Reproduce the records below as a numbered list with one line per item, dropping any blank lines and omitting the pictures.
— Start of Records for processing —
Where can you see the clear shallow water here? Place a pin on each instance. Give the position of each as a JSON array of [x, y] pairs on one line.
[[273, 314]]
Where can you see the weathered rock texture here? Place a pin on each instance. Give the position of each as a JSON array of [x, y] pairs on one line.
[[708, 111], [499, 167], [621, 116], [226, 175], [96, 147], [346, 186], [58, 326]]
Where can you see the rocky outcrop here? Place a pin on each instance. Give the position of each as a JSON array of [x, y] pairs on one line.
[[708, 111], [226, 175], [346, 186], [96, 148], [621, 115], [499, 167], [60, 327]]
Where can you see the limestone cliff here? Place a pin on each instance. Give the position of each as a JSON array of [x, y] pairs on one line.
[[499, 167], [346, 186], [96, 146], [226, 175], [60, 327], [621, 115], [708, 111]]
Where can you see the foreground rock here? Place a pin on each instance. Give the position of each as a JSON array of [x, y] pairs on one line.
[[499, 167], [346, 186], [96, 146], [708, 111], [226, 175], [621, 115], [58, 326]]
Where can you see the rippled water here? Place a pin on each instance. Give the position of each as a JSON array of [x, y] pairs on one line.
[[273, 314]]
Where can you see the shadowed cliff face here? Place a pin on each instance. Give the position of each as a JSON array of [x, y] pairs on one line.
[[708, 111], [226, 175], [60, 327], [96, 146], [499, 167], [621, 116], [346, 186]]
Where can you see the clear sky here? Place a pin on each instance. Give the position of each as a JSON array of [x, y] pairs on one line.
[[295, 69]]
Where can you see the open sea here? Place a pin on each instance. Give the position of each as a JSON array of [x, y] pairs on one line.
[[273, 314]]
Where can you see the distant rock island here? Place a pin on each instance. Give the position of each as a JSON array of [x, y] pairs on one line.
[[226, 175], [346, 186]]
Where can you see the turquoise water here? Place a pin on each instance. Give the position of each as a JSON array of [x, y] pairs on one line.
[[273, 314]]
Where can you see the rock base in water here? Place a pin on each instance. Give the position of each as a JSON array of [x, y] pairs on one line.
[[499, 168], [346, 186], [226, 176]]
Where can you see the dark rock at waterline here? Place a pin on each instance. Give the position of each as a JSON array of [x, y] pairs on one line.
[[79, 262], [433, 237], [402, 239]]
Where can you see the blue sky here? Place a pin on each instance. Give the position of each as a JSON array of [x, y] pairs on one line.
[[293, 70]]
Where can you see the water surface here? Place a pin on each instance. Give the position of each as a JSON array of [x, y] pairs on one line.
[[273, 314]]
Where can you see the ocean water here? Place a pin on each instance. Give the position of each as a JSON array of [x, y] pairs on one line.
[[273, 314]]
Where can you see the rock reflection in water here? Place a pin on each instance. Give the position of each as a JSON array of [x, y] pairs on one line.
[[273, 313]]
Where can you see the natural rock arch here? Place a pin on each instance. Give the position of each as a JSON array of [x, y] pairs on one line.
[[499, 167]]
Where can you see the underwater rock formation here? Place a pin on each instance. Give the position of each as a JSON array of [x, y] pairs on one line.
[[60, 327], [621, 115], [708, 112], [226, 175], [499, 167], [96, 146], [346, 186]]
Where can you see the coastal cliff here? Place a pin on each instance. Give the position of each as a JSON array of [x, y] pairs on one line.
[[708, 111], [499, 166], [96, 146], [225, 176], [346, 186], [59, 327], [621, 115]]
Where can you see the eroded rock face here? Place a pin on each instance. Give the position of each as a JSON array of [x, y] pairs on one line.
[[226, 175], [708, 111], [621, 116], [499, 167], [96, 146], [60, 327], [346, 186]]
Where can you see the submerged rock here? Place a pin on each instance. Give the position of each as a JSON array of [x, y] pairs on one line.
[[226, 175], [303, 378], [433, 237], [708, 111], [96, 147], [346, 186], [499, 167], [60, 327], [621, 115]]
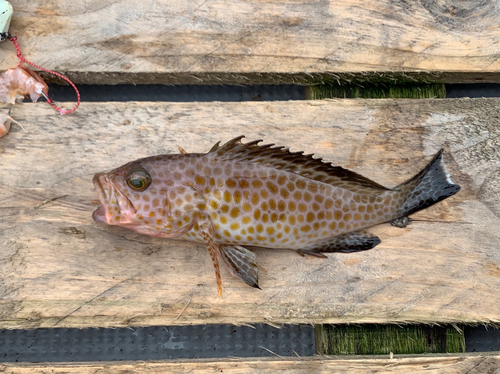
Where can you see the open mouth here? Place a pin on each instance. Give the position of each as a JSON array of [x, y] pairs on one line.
[[99, 215], [116, 208]]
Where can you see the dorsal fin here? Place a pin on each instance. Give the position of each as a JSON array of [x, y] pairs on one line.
[[295, 162]]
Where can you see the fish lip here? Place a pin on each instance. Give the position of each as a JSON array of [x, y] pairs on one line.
[[99, 215], [106, 194]]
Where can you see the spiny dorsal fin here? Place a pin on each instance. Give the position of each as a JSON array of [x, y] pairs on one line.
[[295, 162]]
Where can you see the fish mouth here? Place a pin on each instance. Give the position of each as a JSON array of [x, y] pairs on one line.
[[99, 215], [114, 204]]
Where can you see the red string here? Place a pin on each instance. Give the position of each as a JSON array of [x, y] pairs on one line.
[[49, 100]]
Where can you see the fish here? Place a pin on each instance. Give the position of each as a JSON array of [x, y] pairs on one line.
[[244, 195]]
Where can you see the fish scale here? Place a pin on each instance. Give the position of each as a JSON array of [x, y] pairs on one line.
[[239, 195]]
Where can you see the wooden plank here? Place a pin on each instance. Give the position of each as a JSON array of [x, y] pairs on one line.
[[417, 364], [60, 268], [241, 42]]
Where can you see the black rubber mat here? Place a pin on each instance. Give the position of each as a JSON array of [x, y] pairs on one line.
[[482, 339], [155, 343], [157, 92], [472, 90]]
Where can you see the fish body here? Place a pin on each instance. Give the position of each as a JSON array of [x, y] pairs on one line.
[[240, 195]]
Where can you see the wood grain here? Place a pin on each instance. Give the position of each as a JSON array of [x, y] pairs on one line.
[[58, 268], [470, 364], [259, 41]]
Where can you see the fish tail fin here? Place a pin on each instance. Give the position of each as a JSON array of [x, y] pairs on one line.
[[428, 187]]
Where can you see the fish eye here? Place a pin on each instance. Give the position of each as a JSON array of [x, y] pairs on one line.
[[138, 179]]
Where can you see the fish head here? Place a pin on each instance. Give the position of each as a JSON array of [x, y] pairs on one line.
[[125, 194]]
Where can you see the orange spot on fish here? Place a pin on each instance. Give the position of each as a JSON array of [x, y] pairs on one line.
[[235, 212], [256, 183]]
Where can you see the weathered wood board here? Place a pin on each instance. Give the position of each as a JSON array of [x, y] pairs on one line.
[[470, 364], [58, 268], [260, 41]]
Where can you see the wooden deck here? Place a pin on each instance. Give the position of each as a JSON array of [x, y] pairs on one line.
[[244, 42], [470, 364], [59, 268]]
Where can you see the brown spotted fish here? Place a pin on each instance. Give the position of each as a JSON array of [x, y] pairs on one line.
[[240, 195]]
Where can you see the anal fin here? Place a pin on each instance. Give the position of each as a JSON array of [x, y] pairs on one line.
[[213, 249], [401, 222], [241, 262], [351, 242]]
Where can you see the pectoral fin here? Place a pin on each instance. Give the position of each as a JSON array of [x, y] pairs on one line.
[[241, 262], [350, 242], [208, 237]]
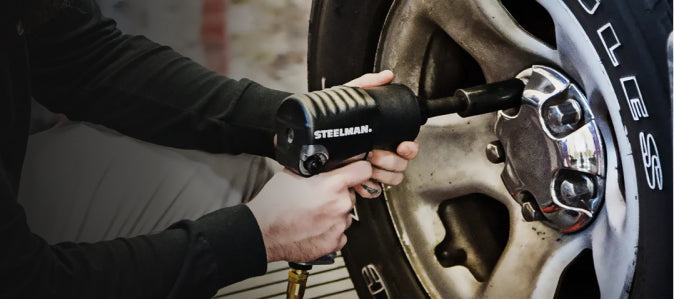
— End of Records for processing —
Result of this exercise =>
1. Where can you see the clear shallow water here? Place a pin on each instance. Give the position of each as a JSON array of [x, y] pairs on one line.
2. [[273, 314]]
3. Where can you see the weathered rock texture here? Place a pin on each instance. Give the position of each as a JSON array of [x, y] pairs on one line.
4. [[708, 111], [499, 167], [621, 116], [226, 175], [96, 147], [346, 186], [58, 326]]
5. Where can you see the rocky outcrop here? Place a pin on each instance. Give the position of each as a JSON array of [x, y] pairs on one line.
6. [[708, 111], [226, 175], [346, 186], [96, 148], [621, 115], [499, 167], [60, 327]]
7. Where can you see the limestone cliff here? Place a pin on each instance. Give the position of each as a JSON array of [x, y] pairs on one line.
8. [[499, 167], [346, 186], [96, 146], [226, 175], [60, 327], [621, 115], [708, 111]]
9. Where can you see the foreground rock here? Place a pin on each instance. Give the position of each as a JSON array of [x, y] pairs on one line.
10. [[499, 167], [346, 186], [96, 146], [708, 111], [226, 175], [621, 115], [58, 326]]
11. Where can you see the rippled water here? Place a pin on each instance. Give the position of each as a JSON array of [x, y] pairs on one line.
12. [[273, 314]]
13. Where can you see the shadowed cliff face here? Place a pin on each instance. Give the position of each as a JSON array of [x, y] pairs on one line.
14. [[708, 111], [226, 175], [60, 327], [96, 146], [499, 167], [621, 116], [346, 186]]
15. Where can you see the clear sky here? Place a pin on each instance. Give the position of each as a JSON array of [x, y] pairs on one line.
16. [[295, 69]]
17. Where can you see the open sea here? Place a pin on each instance. Give the position of each as a JSON array of [x, y] pairs on one line.
18. [[273, 314]]
19. Where can you see the distant rock island here? Place a pin on each instance. Give the position of each as a JSON array of [x, y] pairs on one line.
20. [[226, 175], [346, 186]]
21. Where can you see the turquoise water here? Place a pin on each instance. Give the position of each as a JSON array of [x, y] pairs on one line.
22. [[273, 314]]
23. Where can you see the rock base in water here? Place a pin on each instance. Give the position of each as a JSON array of [x, y] pairs on one line.
24. [[499, 168], [346, 186], [226, 176]]
25. Where can you see the dark rock at waterline here? Place a pin on each instance. Give the position of each as a JSON array of [x, y] pairs on one line.
26. [[79, 262], [433, 237], [402, 239]]
27. Where can you see the blue sky here? Place a pin on each instance. Give the position of each as a JSON array of [x, y] pairs on one line.
28. [[293, 70]]
29. Where can you see the water surface here? Place a pin on each instance. Give the position of each as a JSON array of [x, y] pairs on one line.
30. [[273, 314]]
31. Where can you see the ocean water here? Place a pin on each instance. Give the position of each as a JSON array of [x, y] pairs on one line.
32. [[273, 314]]
33. Where can you see the rock reflection in water here? Place a pin on each instance. Give the position of each as a JSON array of [x, y] pairs on one line.
34. [[273, 313]]
35. Where can you see the natural rock arch here? Place a pin on each instance. Give the position of each as a JSON array of [x, y] pairs on one line.
36. [[499, 167]]
37. Where can you see the underwater rock formation here? Place a pin on each instance. Give the position of each as a JSON array of [x, y] pairs on one line.
38. [[60, 327], [621, 115], [708, 112], [226, 175], [499, 167], [96, 146], [346, 186]]
39. Where can you see the coastal cliff here? Place a pin on each instance. Give the position of each as a JSON array of [x, y] pairs on one line.
40. [[708, 111], [499, 166], [96, 146], [225, 176], [346, 186], [59, 327], [621, 115]]
41. Where can you see the eroded rock face here? Place a pin on each instance. Give the position of each as a JSON array of [x, y] pairs on one line.
42. [[226, 175], [708, 111], [621, 116], [499, 167], [96, 146], [60, 327], [346, 186]]
43. Where can you see the submerged rock here? Place a pin on each instance. Give the position of each as a JSON array of [x, y] pairs on one line.
44. [[226, 175], [303, 378], [433, 237], [708, 111], [96, 147], [346, 186], [499, 167], [60, 327], [621, 115]]
45. Where can you see the open mouth here? Place a pin on each instance. Give the position of each as a JSON array of [x, y] pairs on one line.
46. [[99, 215], [116, 208]]
47. Where can you see the dorsal fin here? Place a pin on each instance. Give the position of each as a JSON array of [x, y] pairs on one line.
48. [[295, 162]]
49. Where can you see the fish lip here? Place a pin on each instance. Give the position of each as a JSON array of [x, y] pairs on one line.
50. [[99, 215], [106, 194]]
51. Where can you see the spiny dorsal fin here? Place a pin on each instance. Give the position of each as a JSON array of [x, y] pairs on one line.
52. [[295, 162]]
53. Where can you see the fish mouth here? Place a pin on each instance. Give the position of each as a JSON array of [x, y] pairs on one line.
54. [[99, 215], [114, 204]]
55. Where can you see the red string here? Place a pin on each instance. Give the position of each as a JSON array of [x, y] pairs on one line.
56. [[49, 100]]
57. Where can you see the fish here? Place a pin on each instance. Give the position of each as a JSON array of [x, y] pairs on one line.
58. [[244, 195]]
59. Where can you see the fish scale here? Place a pin on each instance. Give the position of each as a JSON array of [x, y] pairs on one line.
60. [[239, 195]]
61. Where can you see the wooden plank here? Place a pin on each instance. Give the position of each as a JSON array of [x, y] pairs on one line.
62. [[417, 364], [60, 268], [241, 42]]
63. Where can you see the black rubber mat here? Place a pin on each instance. Give the position of each as a JSON array of [x, y] pairs on one line.
64. [[482, 339], [155, 343], [157, 92], [472, 90]]
65. Where can you see the fish body here? Place a pin on each instance. Give the position of each as a JSON array of [x, y] pairs on one line.
66. [[240, 195]]
67. Where can you see the wood grain here? Place a pin on each instance. Give the position of each as a JSON array of [x, y] pairs on one line.
68. [[58, 268], [470, 364], [259, 41]]
69. Where can you see the fish tail fin here? Place a pin on each instance. Give the position of each as a JSON array of [x, y] pairs on one line.
70. [[428, 187]]
71. Where can you see the fish eye here? Place a pin on each instance. Give the position of each as a JSON array of [x, y] pairs on one line.
72. [[138, 179]]
73. Where can you see the fish head here? Place a pin on each instance. Give the position of each as a JSON array of [x, y] pairs on one line.
74. [[125, 194]]
75. Where can you see the orange spot on fish here? Place a pin on each instance. Give the position of each as a JSON array of [x, y] pairs on one line.
76. [[235, 212], [256, 183]]
77. Where can you see the weathered wood board here? Place a pin on each instance. Give the position of each as a JSON array of [x, y] pairs on one line.
78. [[470, 364], [58, 268], [260, 41]]
79. Where can you see the wooden deck here? Place a pin on each instance. Give the position of each as a JSON array of [x, y] pairs on one line.
80. [[244, 42], [470, 364], [59, 268]]
81. Where can you see the brown spotted fish here? Place a pin on each instance. Give the position of each as a JSON array of [x, y] pairs on one line.
82. [[240, 195]]
83. Where can you see the anal fin here? Place a pin on each instance. Give the position of each as a JSON array of [x, y] pairs on one line.
84. [[213, 249], [401, 222], [241, 262], [351, 242]]
85. Where can you see the pectoral fin here? Place a pin on each instance. Give the position of each as a JSON array of [x, y] pairs on one line.
86. [[241, 262], [350, 242], [208, 237]]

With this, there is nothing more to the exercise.